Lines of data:

>>>

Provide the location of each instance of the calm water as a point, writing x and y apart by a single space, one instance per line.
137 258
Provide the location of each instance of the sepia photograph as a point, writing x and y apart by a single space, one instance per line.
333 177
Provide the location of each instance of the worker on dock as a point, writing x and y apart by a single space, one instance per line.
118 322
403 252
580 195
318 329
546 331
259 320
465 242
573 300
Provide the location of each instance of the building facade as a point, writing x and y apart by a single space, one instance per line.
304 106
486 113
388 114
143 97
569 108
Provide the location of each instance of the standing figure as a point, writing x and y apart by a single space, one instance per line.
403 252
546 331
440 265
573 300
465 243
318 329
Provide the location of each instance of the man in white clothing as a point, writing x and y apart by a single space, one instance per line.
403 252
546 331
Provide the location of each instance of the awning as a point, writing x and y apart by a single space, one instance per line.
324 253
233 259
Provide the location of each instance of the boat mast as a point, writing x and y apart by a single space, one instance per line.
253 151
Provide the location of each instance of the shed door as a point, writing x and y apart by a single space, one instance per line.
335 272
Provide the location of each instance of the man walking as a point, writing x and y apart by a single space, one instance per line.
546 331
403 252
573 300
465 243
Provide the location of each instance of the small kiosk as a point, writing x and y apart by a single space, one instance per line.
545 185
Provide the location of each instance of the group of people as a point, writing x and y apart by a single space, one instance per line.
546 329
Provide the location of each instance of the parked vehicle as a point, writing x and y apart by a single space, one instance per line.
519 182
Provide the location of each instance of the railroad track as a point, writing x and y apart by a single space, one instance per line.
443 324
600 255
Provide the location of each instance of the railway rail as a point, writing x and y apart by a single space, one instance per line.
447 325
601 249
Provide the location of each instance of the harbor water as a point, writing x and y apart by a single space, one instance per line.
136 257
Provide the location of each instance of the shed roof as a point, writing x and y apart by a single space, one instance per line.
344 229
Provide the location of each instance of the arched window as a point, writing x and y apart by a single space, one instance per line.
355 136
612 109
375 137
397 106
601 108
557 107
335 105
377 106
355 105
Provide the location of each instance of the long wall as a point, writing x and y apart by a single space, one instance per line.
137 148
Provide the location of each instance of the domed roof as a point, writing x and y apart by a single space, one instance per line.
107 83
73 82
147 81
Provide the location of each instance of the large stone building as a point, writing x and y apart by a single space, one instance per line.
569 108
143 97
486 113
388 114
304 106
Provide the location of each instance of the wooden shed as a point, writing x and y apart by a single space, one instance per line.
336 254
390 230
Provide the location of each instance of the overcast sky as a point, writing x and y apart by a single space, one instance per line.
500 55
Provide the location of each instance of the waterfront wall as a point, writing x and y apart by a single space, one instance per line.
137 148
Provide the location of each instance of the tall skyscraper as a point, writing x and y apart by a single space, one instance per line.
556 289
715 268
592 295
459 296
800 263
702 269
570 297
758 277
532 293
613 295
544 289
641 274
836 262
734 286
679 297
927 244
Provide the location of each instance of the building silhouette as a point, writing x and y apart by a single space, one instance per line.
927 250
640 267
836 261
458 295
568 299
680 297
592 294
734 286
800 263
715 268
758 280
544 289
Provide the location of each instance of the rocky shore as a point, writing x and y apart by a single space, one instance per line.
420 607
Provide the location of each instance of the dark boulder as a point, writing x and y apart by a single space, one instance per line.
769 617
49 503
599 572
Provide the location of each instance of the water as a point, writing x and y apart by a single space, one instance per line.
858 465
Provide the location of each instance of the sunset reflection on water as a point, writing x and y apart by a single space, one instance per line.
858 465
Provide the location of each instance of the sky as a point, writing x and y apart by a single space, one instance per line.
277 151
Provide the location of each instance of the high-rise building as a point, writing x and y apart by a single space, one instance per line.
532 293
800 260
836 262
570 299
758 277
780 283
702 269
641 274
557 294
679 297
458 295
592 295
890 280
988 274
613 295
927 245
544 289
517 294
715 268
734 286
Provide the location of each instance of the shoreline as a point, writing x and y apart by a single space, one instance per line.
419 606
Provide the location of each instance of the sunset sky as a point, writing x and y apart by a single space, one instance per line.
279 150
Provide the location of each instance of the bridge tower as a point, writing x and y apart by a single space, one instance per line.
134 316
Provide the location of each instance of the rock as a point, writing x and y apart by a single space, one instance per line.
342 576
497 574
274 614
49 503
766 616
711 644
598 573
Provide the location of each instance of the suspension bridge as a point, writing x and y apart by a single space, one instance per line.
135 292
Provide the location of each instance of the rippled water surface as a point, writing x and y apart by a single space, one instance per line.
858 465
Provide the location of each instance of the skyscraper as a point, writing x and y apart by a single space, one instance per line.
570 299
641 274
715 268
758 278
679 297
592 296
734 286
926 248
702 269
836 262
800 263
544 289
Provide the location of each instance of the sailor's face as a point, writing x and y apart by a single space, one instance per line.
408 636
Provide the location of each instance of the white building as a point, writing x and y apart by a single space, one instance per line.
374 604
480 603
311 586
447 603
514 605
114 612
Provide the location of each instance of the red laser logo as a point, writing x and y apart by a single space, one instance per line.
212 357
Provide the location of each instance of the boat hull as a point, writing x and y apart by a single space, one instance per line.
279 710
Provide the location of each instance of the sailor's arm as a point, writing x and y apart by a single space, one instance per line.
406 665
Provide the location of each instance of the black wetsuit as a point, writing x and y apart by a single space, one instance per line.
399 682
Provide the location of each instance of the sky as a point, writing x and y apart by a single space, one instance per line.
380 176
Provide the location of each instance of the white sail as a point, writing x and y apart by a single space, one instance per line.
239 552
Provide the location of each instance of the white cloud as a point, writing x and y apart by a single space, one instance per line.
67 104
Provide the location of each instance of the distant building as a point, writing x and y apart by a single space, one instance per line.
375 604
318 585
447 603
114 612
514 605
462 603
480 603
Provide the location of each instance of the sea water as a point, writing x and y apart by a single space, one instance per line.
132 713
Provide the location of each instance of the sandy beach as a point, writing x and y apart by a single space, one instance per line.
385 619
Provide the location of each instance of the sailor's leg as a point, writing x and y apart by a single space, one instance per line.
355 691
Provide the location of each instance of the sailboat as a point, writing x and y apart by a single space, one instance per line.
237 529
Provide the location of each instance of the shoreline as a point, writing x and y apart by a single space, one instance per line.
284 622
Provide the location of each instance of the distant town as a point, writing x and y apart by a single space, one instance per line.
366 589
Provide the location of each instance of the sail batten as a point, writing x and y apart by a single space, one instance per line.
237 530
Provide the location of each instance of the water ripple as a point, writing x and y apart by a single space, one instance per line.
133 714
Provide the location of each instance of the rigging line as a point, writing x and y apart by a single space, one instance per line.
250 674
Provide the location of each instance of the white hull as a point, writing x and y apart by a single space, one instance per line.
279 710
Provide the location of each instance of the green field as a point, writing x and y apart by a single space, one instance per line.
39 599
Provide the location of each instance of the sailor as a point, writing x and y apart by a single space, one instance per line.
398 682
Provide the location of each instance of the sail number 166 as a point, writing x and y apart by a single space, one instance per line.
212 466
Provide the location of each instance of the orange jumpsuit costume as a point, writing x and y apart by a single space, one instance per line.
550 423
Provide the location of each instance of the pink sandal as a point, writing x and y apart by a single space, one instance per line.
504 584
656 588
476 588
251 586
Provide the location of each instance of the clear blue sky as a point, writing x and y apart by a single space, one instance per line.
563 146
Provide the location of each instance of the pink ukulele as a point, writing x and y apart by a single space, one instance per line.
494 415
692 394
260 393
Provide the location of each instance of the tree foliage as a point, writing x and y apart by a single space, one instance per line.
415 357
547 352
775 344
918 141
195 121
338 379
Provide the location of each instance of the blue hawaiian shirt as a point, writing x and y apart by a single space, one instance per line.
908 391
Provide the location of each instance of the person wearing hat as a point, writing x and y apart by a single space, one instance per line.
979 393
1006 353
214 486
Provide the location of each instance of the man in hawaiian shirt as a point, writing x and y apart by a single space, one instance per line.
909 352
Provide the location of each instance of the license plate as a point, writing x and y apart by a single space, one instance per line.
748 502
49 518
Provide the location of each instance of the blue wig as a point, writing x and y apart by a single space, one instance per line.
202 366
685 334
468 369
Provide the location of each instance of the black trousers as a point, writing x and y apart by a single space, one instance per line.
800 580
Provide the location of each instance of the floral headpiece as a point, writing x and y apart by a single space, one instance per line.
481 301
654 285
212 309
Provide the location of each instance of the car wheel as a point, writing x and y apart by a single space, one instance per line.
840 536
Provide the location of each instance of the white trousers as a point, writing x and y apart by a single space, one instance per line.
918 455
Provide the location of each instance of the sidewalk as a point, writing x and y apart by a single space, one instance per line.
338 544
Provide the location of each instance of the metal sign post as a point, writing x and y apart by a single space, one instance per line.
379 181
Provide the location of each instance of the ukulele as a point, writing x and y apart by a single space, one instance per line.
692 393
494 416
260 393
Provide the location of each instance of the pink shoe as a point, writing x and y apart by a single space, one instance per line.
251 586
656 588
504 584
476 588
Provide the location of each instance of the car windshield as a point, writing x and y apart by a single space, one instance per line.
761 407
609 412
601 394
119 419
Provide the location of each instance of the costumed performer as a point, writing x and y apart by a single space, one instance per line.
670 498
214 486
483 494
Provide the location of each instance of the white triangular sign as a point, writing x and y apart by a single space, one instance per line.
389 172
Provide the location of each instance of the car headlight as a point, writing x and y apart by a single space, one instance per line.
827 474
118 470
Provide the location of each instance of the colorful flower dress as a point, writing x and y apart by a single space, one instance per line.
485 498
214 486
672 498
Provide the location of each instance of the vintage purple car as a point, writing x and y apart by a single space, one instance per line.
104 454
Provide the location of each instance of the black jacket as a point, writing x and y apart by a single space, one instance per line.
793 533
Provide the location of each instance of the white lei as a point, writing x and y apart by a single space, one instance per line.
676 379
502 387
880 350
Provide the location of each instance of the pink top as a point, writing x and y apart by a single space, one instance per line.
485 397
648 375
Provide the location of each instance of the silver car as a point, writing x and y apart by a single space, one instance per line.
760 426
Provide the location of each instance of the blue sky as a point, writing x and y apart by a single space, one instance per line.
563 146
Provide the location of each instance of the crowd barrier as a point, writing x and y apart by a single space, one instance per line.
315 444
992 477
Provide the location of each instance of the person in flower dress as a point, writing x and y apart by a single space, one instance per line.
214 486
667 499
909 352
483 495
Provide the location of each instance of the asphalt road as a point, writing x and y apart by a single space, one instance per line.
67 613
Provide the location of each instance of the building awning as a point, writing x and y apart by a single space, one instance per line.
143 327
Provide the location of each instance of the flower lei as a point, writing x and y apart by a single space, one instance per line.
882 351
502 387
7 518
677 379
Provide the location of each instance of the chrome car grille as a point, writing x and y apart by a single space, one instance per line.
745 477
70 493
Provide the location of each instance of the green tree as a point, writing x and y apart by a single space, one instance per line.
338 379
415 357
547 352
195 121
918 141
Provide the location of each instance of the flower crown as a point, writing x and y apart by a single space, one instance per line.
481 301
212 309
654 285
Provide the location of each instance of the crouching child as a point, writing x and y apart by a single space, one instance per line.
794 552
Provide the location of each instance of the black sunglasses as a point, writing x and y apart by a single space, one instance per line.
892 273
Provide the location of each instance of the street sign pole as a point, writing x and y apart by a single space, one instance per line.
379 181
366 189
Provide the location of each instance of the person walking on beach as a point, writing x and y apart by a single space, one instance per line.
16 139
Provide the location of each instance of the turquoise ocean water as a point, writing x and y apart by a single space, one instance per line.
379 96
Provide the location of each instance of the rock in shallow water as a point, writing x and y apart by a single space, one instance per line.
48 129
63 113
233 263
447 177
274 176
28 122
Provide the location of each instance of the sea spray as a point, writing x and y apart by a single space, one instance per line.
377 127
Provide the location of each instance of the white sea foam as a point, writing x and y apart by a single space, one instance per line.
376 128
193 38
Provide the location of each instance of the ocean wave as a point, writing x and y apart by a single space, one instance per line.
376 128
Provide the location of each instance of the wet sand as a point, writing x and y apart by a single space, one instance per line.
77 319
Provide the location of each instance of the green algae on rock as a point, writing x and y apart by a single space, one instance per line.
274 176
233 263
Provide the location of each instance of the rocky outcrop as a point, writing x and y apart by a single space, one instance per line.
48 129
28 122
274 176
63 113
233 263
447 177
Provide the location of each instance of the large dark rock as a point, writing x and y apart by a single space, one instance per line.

<<<

YOUR OBJECTIVE
Output the data from the line containing "Provide the location of each instance of the white sea" through the end of the data as a numbered list, leaving out any blank lines.

SOLUTION
1. Provide the location of each instance of the white sea foam as a point, writing x and y apart by a single space, one instance per line.
2. 376 128
3. 193 38
4. Provide the location of each instance of the ocean wave as a point, writing x and y apart by a single space, one instance per line.
5. 376 128
6. Provide the location of each instance of the wet sand as a point, writing x and y apart by a single space, one instance per line.
7. 77 319
8. Provide the location of each instance of the green algae on rock as a point, writing x and y apart by a single space, one instance per line.
9. 274 176
10. 233 263
11. Provide the location of each instance of the rocky outcrop as a point, writing x and y apart by a single space, one instance per line.
12. 48 129
13. 28 122
14. 274 176
15. 63 113
16. 233 263
17. 447 177
18. Provide the location of each instance of the large dark rock as a point, writing x and y apart by a single space, one instance per line.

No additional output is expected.